::: Supplied data :::
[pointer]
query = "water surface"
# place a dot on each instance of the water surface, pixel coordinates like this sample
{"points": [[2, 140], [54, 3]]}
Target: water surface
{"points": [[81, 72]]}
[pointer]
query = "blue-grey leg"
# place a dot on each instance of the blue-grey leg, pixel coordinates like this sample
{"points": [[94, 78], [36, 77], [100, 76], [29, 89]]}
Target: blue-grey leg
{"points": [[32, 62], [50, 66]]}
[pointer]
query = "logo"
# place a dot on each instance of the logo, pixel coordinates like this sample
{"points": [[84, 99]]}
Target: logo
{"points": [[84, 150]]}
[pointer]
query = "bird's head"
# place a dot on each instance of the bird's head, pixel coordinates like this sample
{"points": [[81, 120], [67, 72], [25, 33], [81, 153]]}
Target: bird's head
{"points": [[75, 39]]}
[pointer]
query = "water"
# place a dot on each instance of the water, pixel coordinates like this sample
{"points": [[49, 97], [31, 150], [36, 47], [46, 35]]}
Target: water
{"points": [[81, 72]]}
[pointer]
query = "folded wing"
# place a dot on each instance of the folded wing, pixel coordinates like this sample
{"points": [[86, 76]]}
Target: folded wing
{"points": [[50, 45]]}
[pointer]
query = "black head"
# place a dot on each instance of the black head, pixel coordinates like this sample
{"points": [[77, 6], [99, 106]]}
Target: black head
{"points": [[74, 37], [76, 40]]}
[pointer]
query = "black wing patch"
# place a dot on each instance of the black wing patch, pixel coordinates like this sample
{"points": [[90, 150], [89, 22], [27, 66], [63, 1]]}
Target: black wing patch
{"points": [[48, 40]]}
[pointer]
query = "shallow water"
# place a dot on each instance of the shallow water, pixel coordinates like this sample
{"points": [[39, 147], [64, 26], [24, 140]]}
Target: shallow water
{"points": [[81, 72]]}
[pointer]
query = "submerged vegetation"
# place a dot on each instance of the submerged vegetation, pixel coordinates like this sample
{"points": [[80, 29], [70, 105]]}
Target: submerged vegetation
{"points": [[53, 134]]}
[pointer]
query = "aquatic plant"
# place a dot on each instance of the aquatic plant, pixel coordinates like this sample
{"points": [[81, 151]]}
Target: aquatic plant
:::
::: Supplied data :::
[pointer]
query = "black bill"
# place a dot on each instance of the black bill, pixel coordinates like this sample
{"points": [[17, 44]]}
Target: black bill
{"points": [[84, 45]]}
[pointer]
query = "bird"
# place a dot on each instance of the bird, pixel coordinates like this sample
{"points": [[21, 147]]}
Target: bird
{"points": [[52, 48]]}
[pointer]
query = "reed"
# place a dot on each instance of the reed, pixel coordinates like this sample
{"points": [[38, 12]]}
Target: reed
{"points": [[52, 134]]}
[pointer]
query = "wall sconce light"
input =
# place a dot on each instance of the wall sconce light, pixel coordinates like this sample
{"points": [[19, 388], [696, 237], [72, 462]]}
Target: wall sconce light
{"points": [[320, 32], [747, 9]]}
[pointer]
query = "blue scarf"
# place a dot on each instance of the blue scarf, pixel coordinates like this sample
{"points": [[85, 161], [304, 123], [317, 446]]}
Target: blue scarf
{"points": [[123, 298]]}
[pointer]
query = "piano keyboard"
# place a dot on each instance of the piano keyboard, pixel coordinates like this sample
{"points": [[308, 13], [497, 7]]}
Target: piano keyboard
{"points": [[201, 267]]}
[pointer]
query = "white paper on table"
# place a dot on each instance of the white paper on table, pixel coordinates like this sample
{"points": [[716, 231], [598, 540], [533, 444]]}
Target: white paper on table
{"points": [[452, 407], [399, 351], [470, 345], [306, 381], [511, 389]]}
:::
::: Supplied data :::
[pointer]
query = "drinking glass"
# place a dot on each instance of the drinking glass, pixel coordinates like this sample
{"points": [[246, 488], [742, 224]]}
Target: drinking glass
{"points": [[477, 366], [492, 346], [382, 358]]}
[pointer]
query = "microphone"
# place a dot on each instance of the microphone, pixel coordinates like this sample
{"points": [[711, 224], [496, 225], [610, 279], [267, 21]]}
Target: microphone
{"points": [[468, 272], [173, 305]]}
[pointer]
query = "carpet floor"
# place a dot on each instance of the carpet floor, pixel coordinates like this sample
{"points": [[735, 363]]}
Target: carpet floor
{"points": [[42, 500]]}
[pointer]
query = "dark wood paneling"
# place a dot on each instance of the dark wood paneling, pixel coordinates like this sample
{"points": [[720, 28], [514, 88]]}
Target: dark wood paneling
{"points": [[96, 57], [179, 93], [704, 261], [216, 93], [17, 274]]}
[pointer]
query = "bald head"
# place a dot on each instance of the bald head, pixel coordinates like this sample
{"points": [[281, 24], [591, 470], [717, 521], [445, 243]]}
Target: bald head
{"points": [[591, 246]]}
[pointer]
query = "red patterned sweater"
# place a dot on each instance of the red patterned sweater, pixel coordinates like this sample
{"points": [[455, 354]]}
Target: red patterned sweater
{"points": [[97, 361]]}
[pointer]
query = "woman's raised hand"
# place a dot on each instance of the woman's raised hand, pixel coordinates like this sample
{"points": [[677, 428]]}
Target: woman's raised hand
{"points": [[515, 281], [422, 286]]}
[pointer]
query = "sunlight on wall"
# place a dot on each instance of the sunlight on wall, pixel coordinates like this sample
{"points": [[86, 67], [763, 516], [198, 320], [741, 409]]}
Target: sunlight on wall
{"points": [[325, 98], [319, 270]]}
:::
What you should do
List every line of the data above that contains the string "wing".

Response below
query = "folded wing"
# place a dot on each instance of the folded wing, pixel coordinates like this sample
Target: folded wing
query = "black wing patch"
# place a dot on each instance of the black wing patch, pixel coordinates like this sample
Target: black wing patch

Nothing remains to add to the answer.